List, from the lines below, each one with "instance" in it.

# # # # # # #

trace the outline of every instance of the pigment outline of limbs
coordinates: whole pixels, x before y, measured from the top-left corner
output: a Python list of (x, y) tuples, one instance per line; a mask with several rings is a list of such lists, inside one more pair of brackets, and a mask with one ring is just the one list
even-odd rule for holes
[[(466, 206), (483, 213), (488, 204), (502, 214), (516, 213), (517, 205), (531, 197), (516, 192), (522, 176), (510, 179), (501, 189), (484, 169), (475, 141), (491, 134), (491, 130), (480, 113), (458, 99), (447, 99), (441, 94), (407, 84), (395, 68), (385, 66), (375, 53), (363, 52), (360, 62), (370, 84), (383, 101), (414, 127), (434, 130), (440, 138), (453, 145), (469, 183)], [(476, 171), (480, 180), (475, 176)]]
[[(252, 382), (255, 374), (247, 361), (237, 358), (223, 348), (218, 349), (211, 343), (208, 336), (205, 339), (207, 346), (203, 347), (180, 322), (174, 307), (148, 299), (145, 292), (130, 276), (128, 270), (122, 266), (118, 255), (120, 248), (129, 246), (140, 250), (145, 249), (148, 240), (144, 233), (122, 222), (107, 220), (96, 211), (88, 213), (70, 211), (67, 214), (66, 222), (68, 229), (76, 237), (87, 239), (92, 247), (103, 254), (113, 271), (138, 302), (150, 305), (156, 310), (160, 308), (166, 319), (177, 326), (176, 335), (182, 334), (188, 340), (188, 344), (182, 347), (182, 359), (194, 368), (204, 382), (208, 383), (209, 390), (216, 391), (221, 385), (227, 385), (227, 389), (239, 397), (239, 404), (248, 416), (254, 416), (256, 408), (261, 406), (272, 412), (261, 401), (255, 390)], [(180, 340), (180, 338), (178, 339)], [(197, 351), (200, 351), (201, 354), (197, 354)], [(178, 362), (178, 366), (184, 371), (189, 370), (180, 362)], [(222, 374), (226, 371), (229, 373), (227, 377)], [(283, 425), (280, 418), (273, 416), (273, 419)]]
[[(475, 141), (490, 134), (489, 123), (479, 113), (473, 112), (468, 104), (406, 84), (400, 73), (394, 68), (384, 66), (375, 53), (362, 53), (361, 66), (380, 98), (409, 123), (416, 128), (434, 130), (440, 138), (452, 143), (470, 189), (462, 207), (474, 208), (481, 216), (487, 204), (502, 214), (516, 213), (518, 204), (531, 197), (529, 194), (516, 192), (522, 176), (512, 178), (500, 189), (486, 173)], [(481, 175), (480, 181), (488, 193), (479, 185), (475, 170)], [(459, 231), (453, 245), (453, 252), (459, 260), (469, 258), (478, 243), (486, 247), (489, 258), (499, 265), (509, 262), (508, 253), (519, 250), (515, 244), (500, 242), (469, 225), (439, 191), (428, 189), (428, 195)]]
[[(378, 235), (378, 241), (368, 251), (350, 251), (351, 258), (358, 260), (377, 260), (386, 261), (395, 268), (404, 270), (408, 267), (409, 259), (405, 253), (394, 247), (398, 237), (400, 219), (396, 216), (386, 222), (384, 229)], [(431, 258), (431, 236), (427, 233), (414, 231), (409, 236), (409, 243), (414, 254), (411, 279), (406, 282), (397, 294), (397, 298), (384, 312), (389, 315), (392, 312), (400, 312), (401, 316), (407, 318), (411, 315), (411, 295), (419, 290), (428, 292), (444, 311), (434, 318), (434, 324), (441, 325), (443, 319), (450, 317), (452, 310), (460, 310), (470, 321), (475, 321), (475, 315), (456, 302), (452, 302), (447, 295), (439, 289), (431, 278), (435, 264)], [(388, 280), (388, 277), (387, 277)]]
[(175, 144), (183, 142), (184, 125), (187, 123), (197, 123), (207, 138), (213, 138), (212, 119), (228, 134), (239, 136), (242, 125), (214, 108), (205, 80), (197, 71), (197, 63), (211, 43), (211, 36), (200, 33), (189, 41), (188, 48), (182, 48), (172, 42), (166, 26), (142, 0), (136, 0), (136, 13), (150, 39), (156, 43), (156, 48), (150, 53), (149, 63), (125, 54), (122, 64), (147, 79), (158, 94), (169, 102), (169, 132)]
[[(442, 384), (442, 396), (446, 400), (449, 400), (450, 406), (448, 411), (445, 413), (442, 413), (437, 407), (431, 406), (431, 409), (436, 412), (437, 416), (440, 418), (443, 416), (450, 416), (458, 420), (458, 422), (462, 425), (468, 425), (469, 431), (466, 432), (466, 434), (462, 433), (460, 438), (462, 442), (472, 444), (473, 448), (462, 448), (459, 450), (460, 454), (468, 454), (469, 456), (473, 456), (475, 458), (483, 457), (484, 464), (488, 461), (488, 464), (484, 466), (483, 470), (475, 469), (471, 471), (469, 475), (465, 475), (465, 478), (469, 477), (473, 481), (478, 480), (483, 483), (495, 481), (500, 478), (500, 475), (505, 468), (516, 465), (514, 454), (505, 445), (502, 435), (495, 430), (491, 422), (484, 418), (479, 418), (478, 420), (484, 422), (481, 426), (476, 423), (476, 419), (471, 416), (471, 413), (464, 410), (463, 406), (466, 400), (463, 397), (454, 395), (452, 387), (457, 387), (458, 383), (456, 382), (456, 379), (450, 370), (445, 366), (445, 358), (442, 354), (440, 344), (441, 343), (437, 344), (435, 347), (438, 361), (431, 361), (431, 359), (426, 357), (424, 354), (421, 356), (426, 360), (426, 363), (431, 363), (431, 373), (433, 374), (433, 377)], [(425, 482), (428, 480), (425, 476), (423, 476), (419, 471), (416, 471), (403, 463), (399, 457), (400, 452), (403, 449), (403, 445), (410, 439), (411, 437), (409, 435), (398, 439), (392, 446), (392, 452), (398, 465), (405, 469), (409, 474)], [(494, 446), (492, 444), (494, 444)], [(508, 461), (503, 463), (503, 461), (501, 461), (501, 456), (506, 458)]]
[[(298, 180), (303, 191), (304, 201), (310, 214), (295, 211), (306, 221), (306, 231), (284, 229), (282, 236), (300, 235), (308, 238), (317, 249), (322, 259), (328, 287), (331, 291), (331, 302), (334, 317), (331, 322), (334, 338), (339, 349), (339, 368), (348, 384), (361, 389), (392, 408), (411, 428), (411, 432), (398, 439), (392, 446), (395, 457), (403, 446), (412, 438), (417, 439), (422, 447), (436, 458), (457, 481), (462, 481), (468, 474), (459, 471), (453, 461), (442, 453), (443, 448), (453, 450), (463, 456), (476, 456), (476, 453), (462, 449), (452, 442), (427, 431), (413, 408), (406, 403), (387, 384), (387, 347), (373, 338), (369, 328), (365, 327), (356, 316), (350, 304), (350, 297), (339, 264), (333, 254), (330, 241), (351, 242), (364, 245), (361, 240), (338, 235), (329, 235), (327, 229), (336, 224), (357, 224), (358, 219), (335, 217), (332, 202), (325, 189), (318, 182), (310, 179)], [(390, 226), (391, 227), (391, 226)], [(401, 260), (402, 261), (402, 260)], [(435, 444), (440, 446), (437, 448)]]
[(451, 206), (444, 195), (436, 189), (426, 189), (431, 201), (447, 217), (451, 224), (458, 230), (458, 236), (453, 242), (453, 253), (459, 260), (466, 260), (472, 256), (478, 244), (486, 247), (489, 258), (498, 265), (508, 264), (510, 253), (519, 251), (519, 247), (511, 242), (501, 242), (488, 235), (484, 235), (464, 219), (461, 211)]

# # # # # # #

> [Answer section]
trace the outline of every instance of the pigment outline of limbs
output: a Python list of (x, y) tuples, one instance per line; a mask with several rings is a list of such lists, inside one more pair of brackets, and a mask with one ring is just the one list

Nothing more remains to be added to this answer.